Set tasks
**1.** Which distinct terms does the agent-state skill document set in code formatting (between backticks)? Give each one once.
**2.** Could you reproduce, word for word, the part of the agent-state skill document from "Note that you" to "that was created."?

━━━ Source extract

---
name: handle-mngr-agent_states
description: Handle events from the mngr/agent_states source about sub-agent state transitions (finished, waiting, done, etc). You **MUST** use this skill (and *carefully follow the process in this doc*) whenever you receive a message from the "mngr/agent_states" source!
---

# Events from the `mngr/agent_states` source

These events represent state changes for agents, including sub-agents that you have launched via `delegate-task-to-agent`.
Each event includes the `agent_id`, the new `state`, and any relevant metadata about the transition (eg, error message if it crashed).

Note that you may get events for agents that you did not create, and you should ignore those events.

The general, high level flow of this system is to "kick off the working agent", then when it finishes successfully, "kick off the verifying agent" (both done via using the `delegate-task-to-agent` skill).
Once the verifying agent task finishes successfully, then we handle the actions recommended by the verifing agent (either by delegating task(s) to new agent(s), or, if fast, taking the actions immediately).

How to respond to each event depends on both the state that the agent transitioned into, and the type of agent that was created.

# Possible agent states

While their host is running, agents can be in one of the following states (see `AgentLifecycleState` in `imbue/mngr/primitives.py` and the [agent lifecycle docs](./vendor/mngr/libs/mngr/docs/concepts/agents.md#lifecycle)):

- **stopped**: the agent's tmux session does not exist (it has been stopped or not yet started)

━━━━━━
━━━ Material

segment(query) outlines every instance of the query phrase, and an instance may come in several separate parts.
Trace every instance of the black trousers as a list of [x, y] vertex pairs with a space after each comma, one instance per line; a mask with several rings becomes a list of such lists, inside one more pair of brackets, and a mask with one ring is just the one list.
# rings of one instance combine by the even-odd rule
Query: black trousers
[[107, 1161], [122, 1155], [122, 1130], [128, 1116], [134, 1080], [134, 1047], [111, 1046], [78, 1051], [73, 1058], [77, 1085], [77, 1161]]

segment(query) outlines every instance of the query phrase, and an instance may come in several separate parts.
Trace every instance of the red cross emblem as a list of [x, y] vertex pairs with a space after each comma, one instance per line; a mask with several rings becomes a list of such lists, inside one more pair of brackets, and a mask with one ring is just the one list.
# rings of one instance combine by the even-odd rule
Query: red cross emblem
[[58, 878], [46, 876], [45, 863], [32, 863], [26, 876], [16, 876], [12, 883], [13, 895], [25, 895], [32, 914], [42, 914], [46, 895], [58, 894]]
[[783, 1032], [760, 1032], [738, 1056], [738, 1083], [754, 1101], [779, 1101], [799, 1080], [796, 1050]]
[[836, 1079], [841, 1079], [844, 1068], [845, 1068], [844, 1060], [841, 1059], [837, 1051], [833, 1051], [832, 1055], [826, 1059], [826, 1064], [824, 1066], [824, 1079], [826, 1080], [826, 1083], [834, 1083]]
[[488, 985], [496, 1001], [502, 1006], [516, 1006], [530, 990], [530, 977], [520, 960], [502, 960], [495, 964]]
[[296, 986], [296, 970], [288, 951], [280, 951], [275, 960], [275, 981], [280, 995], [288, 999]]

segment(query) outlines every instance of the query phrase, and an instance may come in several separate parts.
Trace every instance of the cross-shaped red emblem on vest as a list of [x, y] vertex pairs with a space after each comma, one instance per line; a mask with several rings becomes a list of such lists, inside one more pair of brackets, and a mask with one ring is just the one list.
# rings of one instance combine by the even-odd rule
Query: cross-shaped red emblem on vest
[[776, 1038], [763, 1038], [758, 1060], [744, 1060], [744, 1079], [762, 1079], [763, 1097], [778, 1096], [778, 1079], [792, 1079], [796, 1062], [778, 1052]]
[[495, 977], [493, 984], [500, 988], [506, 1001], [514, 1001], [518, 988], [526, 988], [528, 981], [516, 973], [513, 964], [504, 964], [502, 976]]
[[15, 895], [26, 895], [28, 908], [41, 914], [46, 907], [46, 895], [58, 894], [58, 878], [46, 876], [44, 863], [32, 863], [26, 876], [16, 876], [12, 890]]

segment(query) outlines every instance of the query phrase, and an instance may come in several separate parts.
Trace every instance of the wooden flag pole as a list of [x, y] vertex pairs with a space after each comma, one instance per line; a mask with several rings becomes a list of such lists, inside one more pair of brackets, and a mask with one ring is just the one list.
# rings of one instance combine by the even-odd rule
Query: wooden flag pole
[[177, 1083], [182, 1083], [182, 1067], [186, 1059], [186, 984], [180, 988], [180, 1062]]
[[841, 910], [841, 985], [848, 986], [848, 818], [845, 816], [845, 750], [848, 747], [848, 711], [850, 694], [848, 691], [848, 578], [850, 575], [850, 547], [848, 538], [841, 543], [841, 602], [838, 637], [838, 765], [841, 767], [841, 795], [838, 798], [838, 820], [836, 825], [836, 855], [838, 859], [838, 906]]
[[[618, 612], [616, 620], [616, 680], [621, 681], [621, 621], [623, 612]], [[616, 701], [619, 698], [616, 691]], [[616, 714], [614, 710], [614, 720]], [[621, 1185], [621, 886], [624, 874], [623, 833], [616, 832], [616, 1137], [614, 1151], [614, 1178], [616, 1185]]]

━━━━━━

Exercise responses
**1.**
- mngr/agent_states
- delegate-task-to-agent
- agent_id
- state
- AgentLifecycleState
- imbue/mngr/primitives.py

**2.**
Note that you may get events for agents that you did not create, and you should ignore those events.

The general, high level flow of this system is to "kick off the working agent", then when it finishes successfully, "kick off the verifying agent" (both done via using the `delegate-task-to-agent` skill).
Once the verifying agent task finishes successfully, then we handle the actions recommended by the verifing agent (either by delegating task(s) to new agent(s), or, if fast, taking the actions immediately).

How to respond to each event depends on both the state that the agent transitioned into, and the type of agent that was created.